— ACTIONS TO TAKE —
**a)** Answer these questions from the text on healthier Thanksgiving sauces, one answer per line, marked to match:
(i) What does the text say many Americans tend to overlook during Thanksgiving?
(ii) For a turkey of about what weight is the recipe made?
(iii) Besides the fat and calories of many gravies, what does the sauce add flavor without?
**b)** Return, word for word, the lines of the listing that run from the line containing "Could you point to the red" through the end of the listing, including both ends.

— PROVIDED PASSAGE —

⟨

When it comes to the turkey, stuffing, pumpkin pie and other classic Thanksgiving dishes, many people take the necessary steps to ensure that their meal is healthier and more nutritious than in years past. However, one thing that many Americans tend to overlook during Thanksgiving is the sauces. As an important part of any Thanksgiving meal, it's helpful to find ways to make these sauces healthier so that they are not high in fat, calories or sodium. Below you'll find a list of some delicious recipes for Thanksgiving sauces that are much healthier than the standard versions found in many homes on this holiday.
This rich sauce is perfect for any Thanksgiving turkey. It adds plenty of flavor without the added sodium of a brine or the fat and calories found in many gravies. This recipe is made for a turkey that is about 12 pounds.

⟩

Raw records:
⟨

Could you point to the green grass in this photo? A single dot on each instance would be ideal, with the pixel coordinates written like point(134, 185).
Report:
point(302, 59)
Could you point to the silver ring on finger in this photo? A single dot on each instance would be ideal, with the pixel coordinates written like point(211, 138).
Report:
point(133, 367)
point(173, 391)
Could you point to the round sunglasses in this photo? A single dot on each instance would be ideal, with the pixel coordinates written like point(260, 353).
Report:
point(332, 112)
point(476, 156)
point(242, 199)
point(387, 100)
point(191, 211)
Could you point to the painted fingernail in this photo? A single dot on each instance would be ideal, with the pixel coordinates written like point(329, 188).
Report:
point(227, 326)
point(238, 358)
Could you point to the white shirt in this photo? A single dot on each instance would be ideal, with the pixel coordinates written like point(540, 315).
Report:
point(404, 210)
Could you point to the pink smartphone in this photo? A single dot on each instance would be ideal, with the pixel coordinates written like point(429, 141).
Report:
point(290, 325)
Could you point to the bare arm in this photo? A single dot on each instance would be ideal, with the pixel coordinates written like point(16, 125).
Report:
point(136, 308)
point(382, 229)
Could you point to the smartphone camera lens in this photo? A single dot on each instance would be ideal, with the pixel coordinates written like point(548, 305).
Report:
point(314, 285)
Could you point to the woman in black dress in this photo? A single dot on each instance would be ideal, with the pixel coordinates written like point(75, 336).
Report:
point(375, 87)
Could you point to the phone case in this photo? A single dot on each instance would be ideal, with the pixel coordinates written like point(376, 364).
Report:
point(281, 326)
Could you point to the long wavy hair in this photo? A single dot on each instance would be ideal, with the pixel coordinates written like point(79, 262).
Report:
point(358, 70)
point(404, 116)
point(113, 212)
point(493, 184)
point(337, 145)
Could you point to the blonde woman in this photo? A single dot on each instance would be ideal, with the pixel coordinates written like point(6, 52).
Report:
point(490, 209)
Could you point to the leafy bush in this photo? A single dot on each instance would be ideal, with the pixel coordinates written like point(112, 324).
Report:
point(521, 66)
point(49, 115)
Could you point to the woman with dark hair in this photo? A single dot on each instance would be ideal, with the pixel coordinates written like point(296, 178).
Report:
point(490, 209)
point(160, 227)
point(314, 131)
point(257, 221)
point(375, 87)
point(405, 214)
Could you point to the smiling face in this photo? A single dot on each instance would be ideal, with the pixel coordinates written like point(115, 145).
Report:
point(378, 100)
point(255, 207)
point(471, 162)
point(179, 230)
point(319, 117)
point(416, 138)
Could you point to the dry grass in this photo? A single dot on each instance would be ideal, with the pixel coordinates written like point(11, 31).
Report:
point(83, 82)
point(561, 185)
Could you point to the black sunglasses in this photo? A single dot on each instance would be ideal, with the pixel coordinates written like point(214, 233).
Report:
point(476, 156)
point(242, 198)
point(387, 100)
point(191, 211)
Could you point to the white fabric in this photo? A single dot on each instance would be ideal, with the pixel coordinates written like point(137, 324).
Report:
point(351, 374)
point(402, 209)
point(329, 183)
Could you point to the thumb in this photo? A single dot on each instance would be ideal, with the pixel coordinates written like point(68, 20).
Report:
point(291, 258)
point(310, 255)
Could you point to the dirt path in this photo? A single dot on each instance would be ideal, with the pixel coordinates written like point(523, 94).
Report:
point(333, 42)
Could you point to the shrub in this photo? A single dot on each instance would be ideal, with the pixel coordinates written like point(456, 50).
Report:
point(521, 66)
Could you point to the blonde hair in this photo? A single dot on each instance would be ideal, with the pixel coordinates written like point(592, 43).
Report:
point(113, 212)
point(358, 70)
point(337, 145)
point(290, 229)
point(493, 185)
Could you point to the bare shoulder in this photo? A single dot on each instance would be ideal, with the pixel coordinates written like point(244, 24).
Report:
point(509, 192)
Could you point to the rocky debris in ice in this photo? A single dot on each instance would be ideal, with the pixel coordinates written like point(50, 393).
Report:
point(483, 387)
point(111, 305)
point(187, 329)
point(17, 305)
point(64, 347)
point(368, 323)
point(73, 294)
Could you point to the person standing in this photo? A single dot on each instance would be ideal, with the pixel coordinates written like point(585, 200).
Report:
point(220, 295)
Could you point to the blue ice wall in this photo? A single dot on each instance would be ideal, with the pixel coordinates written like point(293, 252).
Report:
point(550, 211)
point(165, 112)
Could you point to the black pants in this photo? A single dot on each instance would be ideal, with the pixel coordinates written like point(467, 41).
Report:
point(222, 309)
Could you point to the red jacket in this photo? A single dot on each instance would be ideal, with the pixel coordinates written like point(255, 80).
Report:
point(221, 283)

⟩

— TASK-BY-TASK SOLUTIONS —
**a)**
(i) The sauces
(ii) About 12 pounds
(iii) The added sodium of a brine

**b)**
Could you point to the red jacket in this photo? A single dot on each instance would be ideal, with the pixel coordinates written like point(255, 80).
Report:
point(221, 283)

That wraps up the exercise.